国立感染症研究所は1月31日、中国の武漢市を中心に感染拡大している新型コロナウイルスの分離に成功したと発表した。分離したウイルスは感染の有無を判断する検査キット開発を最優先、抗ウイルス薬やワクチンの開発などに活用する。同ウイルス対策を充実させるため、国内外の研究機関等にも配布する予定。脇田隆字所長は、「このウイルスで研究開発を進められるので、今後の新型コロナウイルス対策により役立つ仕事を行っていきたい」との考えを示した。
感染研は、同ウイルスの感染が確認された国内患者の検体からウイルスを分離。分離したウイルスと現在、問題となっている新型コロナウイルスの遺伝子配列が99.9%一致したことから、「ほぼ同じウイルスと考えていい」との見方を示した。
既に中国とオーストラリアの研究機関が同ウイルスの分離に成功する中、国内で分離した理由について、脇田氏は「ウイルスの共有には手続きや国際条約等の制限があり、時間がかかる。国内でウイルスを持つことが今後の研究や検査にとって重要」と述べた。
ウイルスの用途については、検体を感染研に運んでから検査でウイルスの有無が判明するまでに6時間程度かかる現状を踏まえ、「インフルエンザの迅速診断のような手軽に感染の有無が判断できる迅速診断キットが今後診療の場でも必要となる」とし、検査法開発を最優先課題に位置づけた。

保存データ —
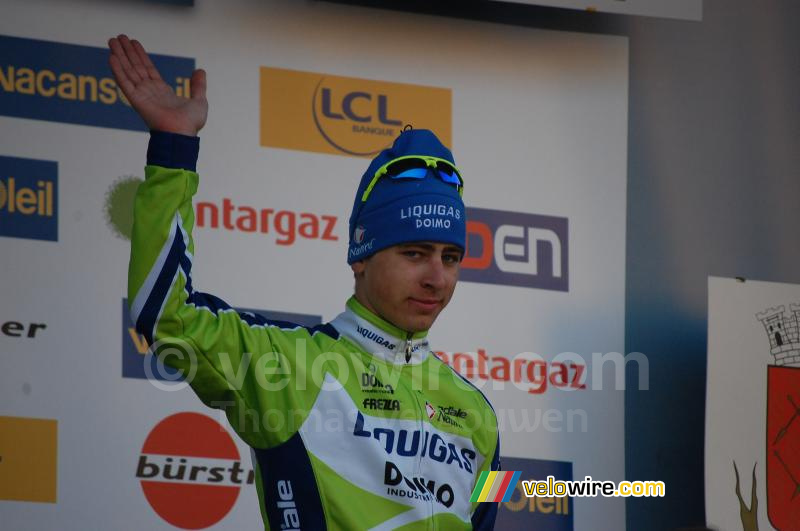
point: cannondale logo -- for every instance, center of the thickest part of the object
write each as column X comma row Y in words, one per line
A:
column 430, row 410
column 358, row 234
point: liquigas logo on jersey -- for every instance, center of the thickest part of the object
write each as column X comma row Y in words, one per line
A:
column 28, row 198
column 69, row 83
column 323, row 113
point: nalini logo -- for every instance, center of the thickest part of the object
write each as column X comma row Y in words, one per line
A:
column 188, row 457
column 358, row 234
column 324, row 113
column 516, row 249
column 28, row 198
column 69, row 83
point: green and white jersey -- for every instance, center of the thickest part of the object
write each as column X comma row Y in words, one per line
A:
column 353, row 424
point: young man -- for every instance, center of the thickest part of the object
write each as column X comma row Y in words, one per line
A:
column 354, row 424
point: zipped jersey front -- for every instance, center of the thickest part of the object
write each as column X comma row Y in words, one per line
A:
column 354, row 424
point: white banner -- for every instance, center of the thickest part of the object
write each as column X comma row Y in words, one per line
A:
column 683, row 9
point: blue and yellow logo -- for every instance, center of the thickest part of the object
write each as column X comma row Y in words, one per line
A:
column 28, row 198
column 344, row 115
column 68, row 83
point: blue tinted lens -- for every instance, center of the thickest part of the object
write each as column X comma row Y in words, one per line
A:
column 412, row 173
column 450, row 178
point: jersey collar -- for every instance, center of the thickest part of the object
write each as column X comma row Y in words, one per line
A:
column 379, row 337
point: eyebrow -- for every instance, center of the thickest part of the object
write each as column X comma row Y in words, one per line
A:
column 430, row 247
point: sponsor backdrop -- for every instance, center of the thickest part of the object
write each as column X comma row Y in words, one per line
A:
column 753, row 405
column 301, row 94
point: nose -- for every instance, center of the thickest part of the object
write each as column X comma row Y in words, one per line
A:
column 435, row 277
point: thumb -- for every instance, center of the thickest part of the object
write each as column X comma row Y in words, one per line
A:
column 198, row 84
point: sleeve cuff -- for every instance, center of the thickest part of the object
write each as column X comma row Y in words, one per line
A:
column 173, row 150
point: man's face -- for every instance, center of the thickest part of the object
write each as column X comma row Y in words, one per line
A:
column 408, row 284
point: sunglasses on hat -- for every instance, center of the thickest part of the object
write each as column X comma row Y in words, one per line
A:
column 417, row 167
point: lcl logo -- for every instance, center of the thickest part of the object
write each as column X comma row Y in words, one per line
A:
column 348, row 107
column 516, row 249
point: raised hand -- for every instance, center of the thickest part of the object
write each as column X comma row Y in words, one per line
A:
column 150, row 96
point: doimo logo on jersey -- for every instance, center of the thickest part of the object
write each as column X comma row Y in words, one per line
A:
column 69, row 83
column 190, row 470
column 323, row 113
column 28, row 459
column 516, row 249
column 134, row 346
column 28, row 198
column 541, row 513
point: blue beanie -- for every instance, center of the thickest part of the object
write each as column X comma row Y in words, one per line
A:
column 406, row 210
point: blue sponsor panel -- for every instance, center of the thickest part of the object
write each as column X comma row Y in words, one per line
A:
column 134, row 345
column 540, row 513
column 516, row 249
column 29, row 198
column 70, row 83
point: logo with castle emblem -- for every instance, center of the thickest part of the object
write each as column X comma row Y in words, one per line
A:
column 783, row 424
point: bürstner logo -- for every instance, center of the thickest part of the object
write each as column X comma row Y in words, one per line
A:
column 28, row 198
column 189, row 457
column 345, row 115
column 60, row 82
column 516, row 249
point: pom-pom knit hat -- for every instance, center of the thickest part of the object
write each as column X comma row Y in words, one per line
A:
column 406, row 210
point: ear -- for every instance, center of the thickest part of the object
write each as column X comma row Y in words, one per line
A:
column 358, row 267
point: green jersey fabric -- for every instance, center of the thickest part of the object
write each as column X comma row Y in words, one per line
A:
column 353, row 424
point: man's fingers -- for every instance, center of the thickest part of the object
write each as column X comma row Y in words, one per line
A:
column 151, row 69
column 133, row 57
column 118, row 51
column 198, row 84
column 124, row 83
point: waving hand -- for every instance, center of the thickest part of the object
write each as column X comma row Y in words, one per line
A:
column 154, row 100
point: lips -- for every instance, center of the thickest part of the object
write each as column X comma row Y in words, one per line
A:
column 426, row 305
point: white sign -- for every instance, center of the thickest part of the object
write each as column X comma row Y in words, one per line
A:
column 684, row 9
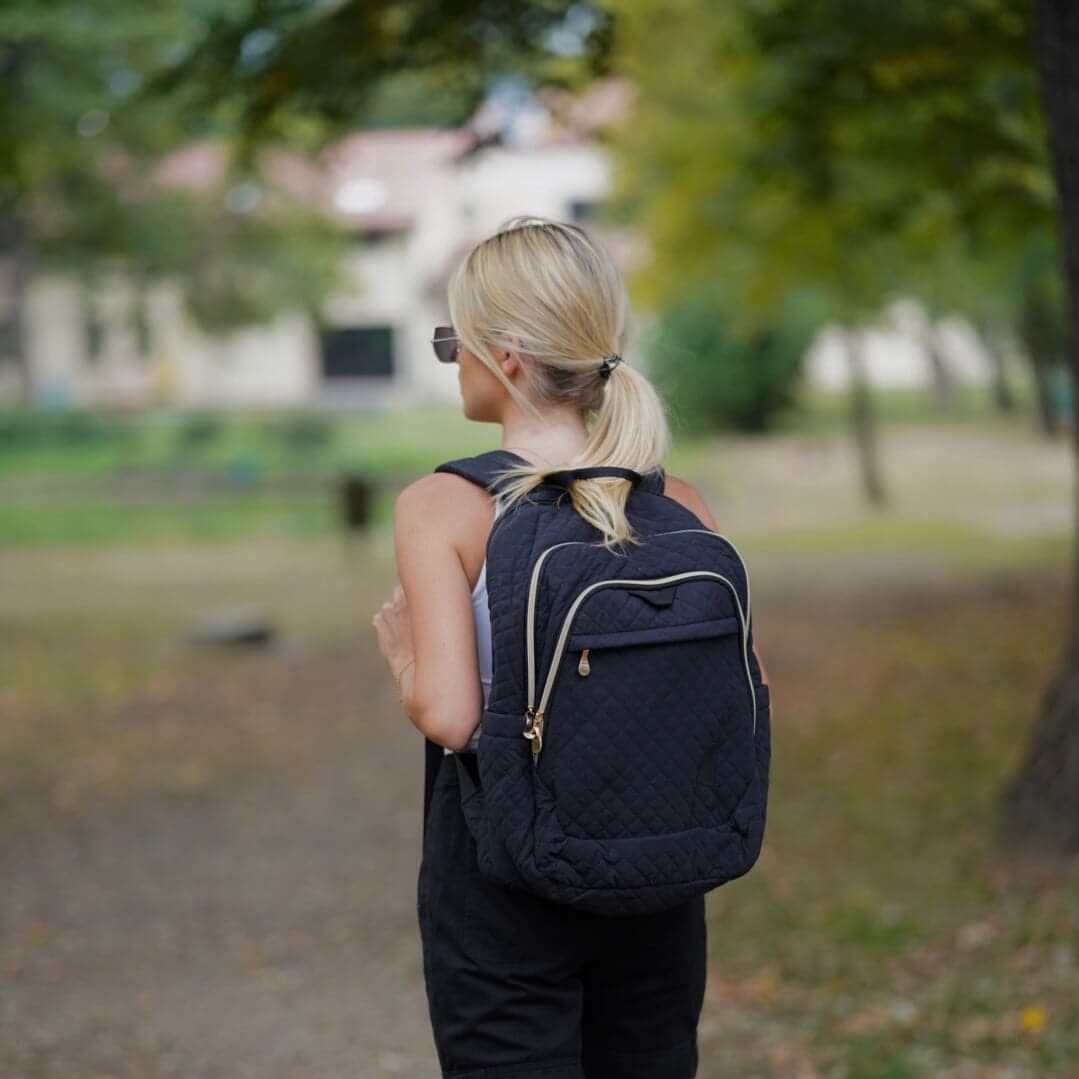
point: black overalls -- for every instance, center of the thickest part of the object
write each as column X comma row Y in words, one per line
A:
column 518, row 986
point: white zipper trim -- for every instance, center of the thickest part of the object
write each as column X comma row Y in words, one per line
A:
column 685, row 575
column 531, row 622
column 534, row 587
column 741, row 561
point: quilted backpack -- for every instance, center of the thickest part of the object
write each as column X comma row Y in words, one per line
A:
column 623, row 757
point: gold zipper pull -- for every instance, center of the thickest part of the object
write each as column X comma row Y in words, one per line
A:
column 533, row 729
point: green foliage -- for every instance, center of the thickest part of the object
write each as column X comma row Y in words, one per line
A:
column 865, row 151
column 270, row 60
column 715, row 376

--

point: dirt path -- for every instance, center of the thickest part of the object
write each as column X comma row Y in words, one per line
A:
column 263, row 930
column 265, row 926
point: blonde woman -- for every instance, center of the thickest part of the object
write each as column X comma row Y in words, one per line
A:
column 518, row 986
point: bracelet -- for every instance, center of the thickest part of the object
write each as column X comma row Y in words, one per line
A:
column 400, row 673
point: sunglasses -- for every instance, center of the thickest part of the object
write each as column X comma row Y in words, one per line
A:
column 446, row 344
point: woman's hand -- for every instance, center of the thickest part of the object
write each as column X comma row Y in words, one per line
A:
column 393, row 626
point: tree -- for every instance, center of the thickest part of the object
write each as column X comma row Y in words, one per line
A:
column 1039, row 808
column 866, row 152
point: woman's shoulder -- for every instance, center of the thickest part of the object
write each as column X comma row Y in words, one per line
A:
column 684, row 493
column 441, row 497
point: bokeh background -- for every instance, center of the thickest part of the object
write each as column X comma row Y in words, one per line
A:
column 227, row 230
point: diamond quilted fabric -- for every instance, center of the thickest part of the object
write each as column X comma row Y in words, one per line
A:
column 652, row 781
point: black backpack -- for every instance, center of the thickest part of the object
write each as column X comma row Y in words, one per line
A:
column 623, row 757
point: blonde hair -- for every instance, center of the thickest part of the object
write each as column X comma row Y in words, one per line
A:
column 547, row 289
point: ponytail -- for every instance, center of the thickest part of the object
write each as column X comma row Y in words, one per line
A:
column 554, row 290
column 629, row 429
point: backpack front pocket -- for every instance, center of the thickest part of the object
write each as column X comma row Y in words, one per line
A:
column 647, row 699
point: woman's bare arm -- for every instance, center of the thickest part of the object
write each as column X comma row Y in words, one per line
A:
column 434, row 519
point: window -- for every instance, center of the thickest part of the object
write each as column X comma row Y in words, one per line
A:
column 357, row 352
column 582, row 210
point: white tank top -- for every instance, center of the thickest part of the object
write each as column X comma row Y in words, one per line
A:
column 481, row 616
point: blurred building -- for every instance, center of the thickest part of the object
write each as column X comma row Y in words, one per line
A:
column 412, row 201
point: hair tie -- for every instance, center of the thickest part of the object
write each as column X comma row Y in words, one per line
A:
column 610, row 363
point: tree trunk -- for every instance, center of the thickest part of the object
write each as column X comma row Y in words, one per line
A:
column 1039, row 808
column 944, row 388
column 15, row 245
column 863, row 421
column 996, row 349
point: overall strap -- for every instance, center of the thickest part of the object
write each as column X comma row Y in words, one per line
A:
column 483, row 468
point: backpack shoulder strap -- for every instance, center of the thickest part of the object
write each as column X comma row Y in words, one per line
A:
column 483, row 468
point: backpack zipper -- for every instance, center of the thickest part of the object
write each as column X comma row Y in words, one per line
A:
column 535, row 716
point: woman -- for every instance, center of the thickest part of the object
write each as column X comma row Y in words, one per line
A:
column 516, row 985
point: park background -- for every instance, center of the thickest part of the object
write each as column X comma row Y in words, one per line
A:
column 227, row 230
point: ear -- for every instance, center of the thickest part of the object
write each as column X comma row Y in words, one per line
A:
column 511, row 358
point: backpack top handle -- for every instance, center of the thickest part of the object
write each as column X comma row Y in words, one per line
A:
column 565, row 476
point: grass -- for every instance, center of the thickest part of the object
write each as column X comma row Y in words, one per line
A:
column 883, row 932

取り組み課題 A — ウイルス分離の記事にある「同ウイルス対策を充実させるため、国内外の研究機関等にも配布する予定。」という一文を英語に訳してください。
取り組み課題 B — ウイルス分離の記事の最後の文に続く部分を書き足してください。

記述解答 A — It is also scheduled to be distributed to research institutions and other bodies in Japan and overseas in order to enhance countermeasures against the virus.

記述解答 B —
具体的な開発期間に関しては、「良い抗体があれば、1カ月で開発できるのではないか」との見方を示した。
抗ウイルス薬の開発にもつなげる。「スクリーニングで候補薬を探し、既存の承認薬が効けばすぐに臨床試験を実施できる」との考えを示す一方、「通常はそれほどうまくいかないので、新たな化合物から開発すると年単位の開発時間がかかる」とした。
ワクチン開発にも活用する考えで、「通常は年単位の時間がかかるので、すぐにできるとは言いにくい」としつつ、「様々な方法を総合的に試して開発につなげたい」と開発に意欲を示した。
新型コロナウイルス対策に役立てるため、ウイルスを国内外の研究機関等にも配布する。国内では、ウイルスをしっかりと管理できる施設であることを確認した上で提供する。海外に対しては、世界保健機関(WHO)のウイルス供与に関する枠組みに委託した上で配布する考えだ。